Le coup d'État contre la République plurinationale de Bolivie et son président

Le Canada doit cesser d'être l'instrument des opérations de changement de régime des États-Unis! Aux côtés du peuple bolivien, exigeons la réintégration du président qu'il a élu


Rassemblement d'enseignants des régions rurales à La Paz, le 13 novembre 2019, pour exiger que le gouvernement autoproclamé du coup d'État se retire du pouvoir.

Les événements de la semaine passée en Bolivie montrent clairement que nous sommes témoins de l'aboutissement d'un coup d'État militaire contre le président Evo Morales, qui a été réélu à l'élection générale du 20 octobre, et le Mouvement pour le socialisme (MAS) qu'il dirige et qui a remporté une majorité de sièges au Sénat et à la Chambre des députés.

Il existe des preuves irréfutables démontrant que les événements survenus la semaine dernière sont liés aux efforts des États-Unis pour influencer et prendre le contrôle des forces militaires et policières de la région par le biais de programmes mis en place à cette fin. En outre, des cassettes audio laissent voir que certains politiciens américains et fonctionnaires de l'ambassade ont collaboré avec des officiers de l'armée, des membres de l'opposition boliviens à la retraite et d'autres pour organiser et financer les actions violentes et déstabilisatrices qui ont eu lieu, ainsi que la création d'un gouvernement parallèle dans l'éventualité d'une autre victoire d'Evo à l'issue de l'élection. L'existence d'un tel plan est corroboré par le fait que, selon Evo, un membre de son équipe de sécurité lui aurait dit qu'on lui avait offert 50 000 dollars pour le remettre à Evo à ses ennemis politiques.

Extrait de données:
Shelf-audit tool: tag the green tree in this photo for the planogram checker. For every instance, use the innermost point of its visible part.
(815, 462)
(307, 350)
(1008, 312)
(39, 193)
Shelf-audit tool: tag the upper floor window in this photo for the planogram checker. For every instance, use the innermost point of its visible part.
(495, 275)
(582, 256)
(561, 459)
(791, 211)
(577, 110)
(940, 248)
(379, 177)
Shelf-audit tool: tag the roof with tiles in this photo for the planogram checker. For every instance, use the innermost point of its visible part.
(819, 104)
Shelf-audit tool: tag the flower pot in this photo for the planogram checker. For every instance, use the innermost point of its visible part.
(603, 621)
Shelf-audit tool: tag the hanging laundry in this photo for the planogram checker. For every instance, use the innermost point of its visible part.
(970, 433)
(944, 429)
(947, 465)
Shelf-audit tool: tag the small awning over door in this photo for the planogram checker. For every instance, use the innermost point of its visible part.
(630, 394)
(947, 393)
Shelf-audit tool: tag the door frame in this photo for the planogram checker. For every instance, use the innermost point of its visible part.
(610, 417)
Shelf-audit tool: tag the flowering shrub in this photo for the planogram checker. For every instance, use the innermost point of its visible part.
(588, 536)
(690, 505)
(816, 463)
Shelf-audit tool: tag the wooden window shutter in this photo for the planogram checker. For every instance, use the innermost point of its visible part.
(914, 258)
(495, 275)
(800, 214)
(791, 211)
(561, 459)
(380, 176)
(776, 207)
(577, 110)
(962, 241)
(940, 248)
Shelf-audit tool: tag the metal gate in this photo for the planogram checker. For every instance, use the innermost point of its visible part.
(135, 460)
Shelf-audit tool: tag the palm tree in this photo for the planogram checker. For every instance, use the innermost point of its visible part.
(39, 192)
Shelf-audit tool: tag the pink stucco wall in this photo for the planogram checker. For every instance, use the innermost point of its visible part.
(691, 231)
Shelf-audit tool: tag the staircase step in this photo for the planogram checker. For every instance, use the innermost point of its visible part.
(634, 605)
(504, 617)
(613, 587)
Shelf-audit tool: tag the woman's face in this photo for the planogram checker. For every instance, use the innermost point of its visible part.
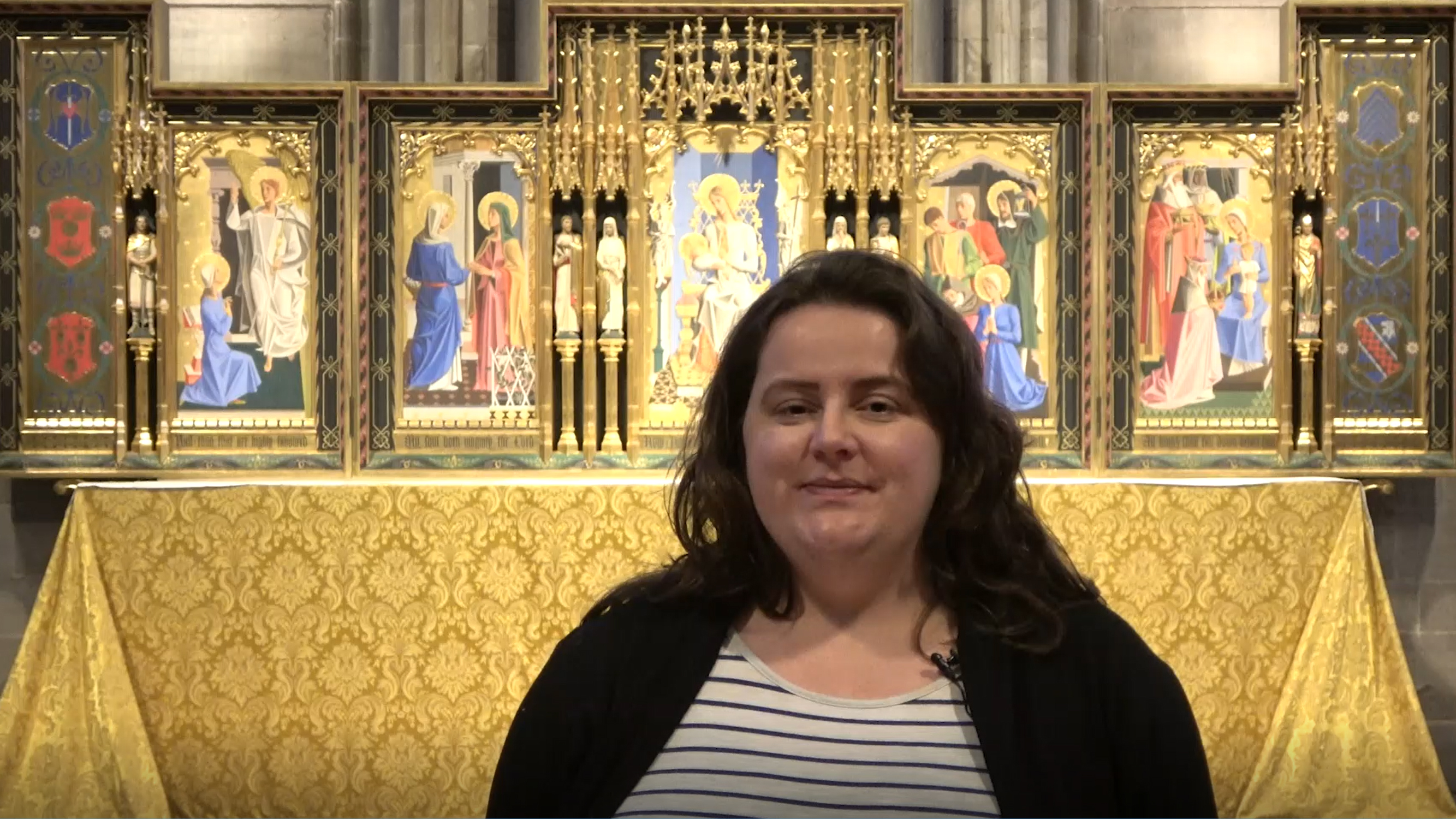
(841, 460)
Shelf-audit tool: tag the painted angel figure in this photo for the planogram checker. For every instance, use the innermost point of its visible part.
(612, 266)
(274, 248)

Série d'exercices:
1. Recopiez mot pour mot le passage du texte sur le coup d'État en Bolivie qui commence à "Les événements de" et se termine à "Chambre des députés.".
2. Rédigez la suite du texte sur le coup d'État en Bolivie, à partir de sa dernière phrase.

Corrigé:
1.
Les événements de la semaine passée en Bolivie montrent clairement que nous sommes témoins de l'aboutissement d'un coup d'État militaire contre le président Evo Morales, qui a été réélu à l'élection générale du 20 octobre, et le Mouvement pour le socialisme (MAS) qu'il dirige et qui a remporté une majorité de sièges au Sénat et à la Chambre des députés.

2.
Faisant preuve de mauvaise conscience, le gouvernement Trudeau refuse de se rendre à l'évidence. Dans ses déclarations, Affaires mondiales ne mentionne jusqu'à présent que la « démission » du président Morales et sa disposition à appuyer « une solution institutionnelle qui permettra à une administration intérimaire temporaire de se préparer à de nouvelles élections et d'éviter un vide de pouvoir ». Cela signifie que le Canada soutient la sénatrice de l'opposition Jeanine Añez qui, comme Juan Guaido au Venezuela, s'est déclarée présidente intérimaire en violation de la constitution, et dans ce cas avec le soutien de l'armée (on voit un officier l'aider à mettre l'écharpe présidentielle lors de son assermentation). Après s'être emparée de la présidence, Añez a nommé son propre cabinet et, contredisant la prétention que son gouvernement n'était qu'un gouvernement « intérimaire » en place jusqu'à la tenue d'une nouvelle élection, elle a immédiatement entrepris dans un esprit revanchard de démanteler les programmest les mesures de tous types mis en place par le gouvernement du MAS. Si la « présidente » par intérim réussit à s'imposer, il n'y a pas qu'Evo qui se verra interdire de se présenter à l'élection, mais tous les candidats du MAS. Entre-temps, la police et l'armée ont reçu le feu vert pour attaquer et arrêter arbitrairement ceux qui résistent au coup d'État, dont beaucoup appartiennent aux nations autochtones. En date du 16 décembre, 23 décès ont été signalés, bon nombre par balles.

Dans les opérations de changement de régime au Venezuela et en Bolivie, le Canada a joué un rôle important au sein de l'Organisation des États Américains (OÉA) pour que le regroupement déclare des élections illégitimes ou frauduleuses lorsqu'elles ne produisent pas les résultats escomptés. Ensuite il s'associe aux forces du coup pour destituer illégalement les présidents et les gouvernements élus par le peuple.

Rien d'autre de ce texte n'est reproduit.